Brief:
Each line of the data below should be restated exactly, with images left out.

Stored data
*** Block opens ***

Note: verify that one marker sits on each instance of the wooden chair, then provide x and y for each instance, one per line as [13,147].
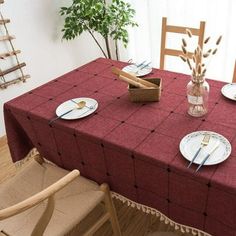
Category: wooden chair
[43,199]
[181,30]
[234,75]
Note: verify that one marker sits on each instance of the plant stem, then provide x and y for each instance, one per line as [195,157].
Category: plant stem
[108,47]
[97,43]
[117,50]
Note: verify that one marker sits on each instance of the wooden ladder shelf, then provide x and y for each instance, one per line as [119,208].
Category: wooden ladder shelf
[7,38]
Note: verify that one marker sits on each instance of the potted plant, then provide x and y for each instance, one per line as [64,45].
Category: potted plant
[110,20]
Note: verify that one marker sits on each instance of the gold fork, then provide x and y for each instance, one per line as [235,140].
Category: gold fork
[204,143]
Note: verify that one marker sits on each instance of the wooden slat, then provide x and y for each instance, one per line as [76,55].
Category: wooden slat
[234,76]
[173,52]
[8,54]
[7,37]
[14,81]
[181,30]
[2,73]
[4,21]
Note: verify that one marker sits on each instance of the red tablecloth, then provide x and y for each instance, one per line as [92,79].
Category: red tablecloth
[134,147]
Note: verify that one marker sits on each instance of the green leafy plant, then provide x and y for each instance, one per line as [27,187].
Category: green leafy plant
[110,20]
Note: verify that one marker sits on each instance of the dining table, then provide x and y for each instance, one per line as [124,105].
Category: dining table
[133,146]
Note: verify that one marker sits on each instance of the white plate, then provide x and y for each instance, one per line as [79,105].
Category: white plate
[229,91]
[138,71]
[191,143]
[90,107]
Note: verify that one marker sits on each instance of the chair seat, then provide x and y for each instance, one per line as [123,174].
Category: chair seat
[72,203]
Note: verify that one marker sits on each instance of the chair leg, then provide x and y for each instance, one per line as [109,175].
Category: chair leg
[111,210]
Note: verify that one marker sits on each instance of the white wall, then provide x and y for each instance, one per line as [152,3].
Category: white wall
[37,27]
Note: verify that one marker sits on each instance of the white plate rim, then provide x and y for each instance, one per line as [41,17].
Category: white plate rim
[202,132]
[148,70]
[80,113]
[223,91]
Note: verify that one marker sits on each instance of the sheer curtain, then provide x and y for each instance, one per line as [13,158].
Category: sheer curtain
[220,17]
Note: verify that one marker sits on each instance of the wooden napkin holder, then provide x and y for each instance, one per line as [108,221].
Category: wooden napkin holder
[145,95]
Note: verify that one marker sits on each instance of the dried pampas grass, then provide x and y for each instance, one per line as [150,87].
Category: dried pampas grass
[195,60]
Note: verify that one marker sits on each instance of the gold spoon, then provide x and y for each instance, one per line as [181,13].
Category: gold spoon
[80,105]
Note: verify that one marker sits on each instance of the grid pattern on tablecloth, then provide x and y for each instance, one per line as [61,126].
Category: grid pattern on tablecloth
[134,147]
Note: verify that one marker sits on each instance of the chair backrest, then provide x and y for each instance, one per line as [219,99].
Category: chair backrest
[63,212]
[234,75]
[199,32]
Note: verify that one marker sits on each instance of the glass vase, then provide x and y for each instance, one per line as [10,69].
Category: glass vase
[197,94]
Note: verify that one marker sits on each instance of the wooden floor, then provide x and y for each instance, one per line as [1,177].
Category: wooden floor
[133,222]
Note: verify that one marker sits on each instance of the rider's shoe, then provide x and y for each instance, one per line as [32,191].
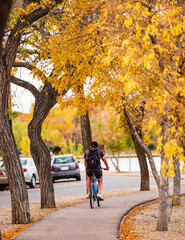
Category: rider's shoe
[99,196]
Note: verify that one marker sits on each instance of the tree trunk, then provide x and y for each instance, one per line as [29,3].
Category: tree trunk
[176,183]
[40,152]
[162,223]
[145,180]
[86,131]
[18,190]
[142,145]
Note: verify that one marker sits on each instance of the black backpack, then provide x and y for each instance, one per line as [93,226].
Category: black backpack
[93,158]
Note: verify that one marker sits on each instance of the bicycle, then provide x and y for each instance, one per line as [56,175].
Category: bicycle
[94,191]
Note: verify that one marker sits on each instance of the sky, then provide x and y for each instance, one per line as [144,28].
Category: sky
[22,98]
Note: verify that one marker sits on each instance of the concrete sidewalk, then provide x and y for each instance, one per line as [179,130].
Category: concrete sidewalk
[80,222]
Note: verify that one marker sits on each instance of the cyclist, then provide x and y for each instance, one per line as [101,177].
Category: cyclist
[97,170]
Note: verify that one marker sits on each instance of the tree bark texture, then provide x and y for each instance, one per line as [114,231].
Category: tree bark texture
[40,152]
[163,217]
[140,151]
[176,183]
[5,7]
[86,131]
[145,179]
[18,190]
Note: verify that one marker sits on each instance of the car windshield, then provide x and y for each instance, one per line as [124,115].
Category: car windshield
[23,162]
[61,160]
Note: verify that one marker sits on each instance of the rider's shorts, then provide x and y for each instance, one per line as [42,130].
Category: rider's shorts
[97,171]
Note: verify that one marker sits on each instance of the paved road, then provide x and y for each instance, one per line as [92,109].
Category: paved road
[72,187]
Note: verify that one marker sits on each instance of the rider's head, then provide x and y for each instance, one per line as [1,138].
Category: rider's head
[94,144]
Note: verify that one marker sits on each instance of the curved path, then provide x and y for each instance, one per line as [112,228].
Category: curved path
[79,222]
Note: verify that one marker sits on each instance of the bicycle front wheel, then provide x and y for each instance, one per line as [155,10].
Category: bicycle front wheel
[92,197]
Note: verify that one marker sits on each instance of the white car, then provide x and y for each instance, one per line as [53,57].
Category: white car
[29,170]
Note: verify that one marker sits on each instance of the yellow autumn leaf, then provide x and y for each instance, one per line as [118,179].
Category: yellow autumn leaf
[119,6]
[128,22]
[130,86]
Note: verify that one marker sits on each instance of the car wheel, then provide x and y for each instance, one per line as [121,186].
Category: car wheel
[78,178]
[33,182]
[2,187]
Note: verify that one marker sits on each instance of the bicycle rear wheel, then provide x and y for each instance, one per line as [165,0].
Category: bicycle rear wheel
[92,198]
[98,202]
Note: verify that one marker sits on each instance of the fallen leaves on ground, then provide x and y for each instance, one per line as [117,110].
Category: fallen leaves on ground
[141,223]
[10,231]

*** Block closes ***

Output of the exercise:
Note: verify that one marker sits on each instance of the wooden chair, then provide x and y for each instance, one per line as [13,147].
Category: wooden chair
[43,199]
[181,30]
[234,75]
Note: verify that one marker sits on each instance of the plant stem, then provide x and y for each instance, one per line as [195,157].
Category: plant stem
[108,47]
[97,43]
[117,50]
Note: verify that one marker sits on each instance of the wooden ladder shelf, then provide x and y for each instance, one per line as [119,208].
Category: wooden ladder shelf
[7,38]
Note: verify that one marker sits on each instance of the potted plant, then provide x and y for each instance, one per line as [64,45].
Category: potted plant
[110,20]
Note: verify that one marker sits on each instance of the gold fork, then provide x and y for each instance, one per line as [235,140].
Category: gold fork
[204,143]
Note: verify that one marker sits on each instance of the wooden slat, then provide x and y for each instance, one per line as [76,55].
Category: wooden slat
[234,76]
[173,52]
[8,54]
[7,37]
[14,81]
[181,30]
[2,73]
[4,21]
Note: verify that one marker sits on each instance of the red tablecloth, then provide x and y for each instance, one per line as [92,79].
Category: red tablecloth
[134,147]
Note: verify that one marker sits on each instance of the green leafy plant, then provide x and y for each instance, one per line as [27,187].
Category: green leafy plant
[110,20]
Note: verify that one marker sits on each instance of the dining table, then provide x and y for each instance, one per line as [124,105].
Category: dining table
[133,146]
Note: verify that one marker sits on each instance of the white plate, then provide x and y for each instance, one per line as [79,105].
Category: white plate
[229,91]
[138,71]
[191,143]
[90,107]
Note: verify that one marker sits on each instance of the chair seat, then provide x and y for each instance, one per line as [123,174].
Category: chair seat
[72,203]
Note: verify that one marker sits on each instance of the chair leg, then provide x and y for each instance, one per line as [109,175].
Category: chair leg
[111,210]
Note: verify that one marker sits on each instance of the white wall, then provide x and y for each instance, one per line as [152,3].
Category: white wall
[37,27]
Note: verify that one marker sits on each instance of the white plate rim, then provide x and y for each instance, one per line as [41,17].
Category: white plate rim
[202,132]
[148,70]
[80,113]
[223,91]
Note: verify that one marker sits on each instance of the sheer curtain, then provide x and y for each instance, one per line as [13,158].
Category: sheer curtain
[220,17]
Note: verify that one marker sits on each instance of the wooden napkin holder, then provide x and y for each instance, one per line as [108,221].
Category: wooden napkin holder
[145,95]
Note: verify that one marker sits on each instance of the dried pampas grass, then provide x and y for each instance, one per line as [150,87].
Category: dried pampas grass
[195,60]
Note: verify that one marker sits on each instance of the gold spoon, then provide x and y for each instance, one per line as [181,13].
Category: gold spoon
[80,105]
Note: verify that one marker sits on each instance of the grid pattern on tablecloth, then provide x and y for each instance, one per line as [61,126].
Category: grid pattern on tablecloth
[134,147]
Note: verify that one marker sits on each instance of the chair backrest, then provide x and y for each instance, one per line as [219,99].
Category: chair backrest
[63,212]
[234,75]
[199,32]
Note: verify that one marker sits on each instance of the glass vase, then provide x and y for each instance, one per line as [10,69].
Category: glass vase
[197,94]
Note: verify that one marker sits on each instance of the wooden floor, then provide x and y for each instance, one per line as [1,177].
Category: wooden floor
[133,222]
Note: verify that one marker sits on each instance of the rider's shoe, then provide x and y for each instance, one per line as [32,191].
Category: rider's shoe
[99,196]
Note: verify that one marker sits on each instance of the tree trunk, then provide x and y for each instance, one per line as [29,3].
Category: tree trunk
[176,183]
[40,152]
[162,223]
[145,180]
[86,131]
[18,190]
[142,145]
Note: verify that one marker sits on each instance of the black backpack, then provide x and y for each instance, one per line as [93,226].
Category: black backpack
[93,158]
Note: verify that one marker sits on each instance of the bicycle, then provide x and y for each instance, one per line as [56,175].
Category: bicycle
[94,191]
Note: verify that one marker sits on each instance of the sky, then provide x and y for each instance, one per line as [144,28].
Category: sky
[22,98]
Note: verify that one marker sits on each instance of the concrete sidewalk, then provide x and y for each instance, one per line as [179,130].
Category: concrete sidewalk
[80,222]
Note: verify that one marker sits on each instance of the cyclist, then provide x and y for each instance, one per line as [101,177].
Category: cyclist
[97,170]
Note: verify that one marker sits on each instance of the tree bark texture, then provide x and y for each instance, one per line as [114,231].
Category: tree bark texture
[40,152]
[163,217]
[140,151]
[176,183]
[5,7]
[86,131]
[145,179]
[18,190]
Note: verify that one marker sits on each instance of the car windshield, then provide x and y for each instance, one per line as [124,115].
Category: car windshield
[23,162]
[61,160]
Note: verify that one marker sits on each instance of the rider's shorts, then provide x and y for each instance, one per line as [42,130].
Category: rider's shorts
[97,171]
Note: verify that one marker sits on each instance of the paved road, then provide x and y for each instance, one per line as [92,109].
Category: paved road
[72,187]
Note: verify that one marker sits on each instance of the rider's head, then provide x and y for each instance, one per line as [1,138].
Category: rider's head
[94,144]
Note: verify that one marker sits on each instance of the curved path, then provide x and y for each instance, one per line as [112,228].
Category: curved path
[79,222]
Note: verify that one marker sits on each instance of the bicycle front wheel, then provide x and y for each instance, one per line as [155,10].
Category: bicycle front wheel
[92,197]
Note: verify that one marker sits on each instance of the white car, then provide x and y for each instance, one per line as [53,57].
Category: white car
[29,170]
Note: verify that one marker sits on each instance of the yellow autumn leaf, then provide x and y for each instance, one per line as [118,179].
Category: yellow autumn leaf
[119,6]
[128,22]
[130,86]
Note: verify that one marker sits on each instance of the car wheel, then provide x and y for each instance, one per line as [121,186].
Category: car wheel
[78,178]
[33,182]
[2,187]
Note: verify that one marker sits on each instance of the bicycle rear wheel, then provide x and y for each instance, one per line as [165,0].
Category: bicycle rear wheel
[92,198]
[98,202]
Note: verify that one marker sits on each instance of the fallen leaves on ground, then provide x and y for each instance, one per line as [117,110].
Category: fallen leaves on ground
[141,223]
[10,231]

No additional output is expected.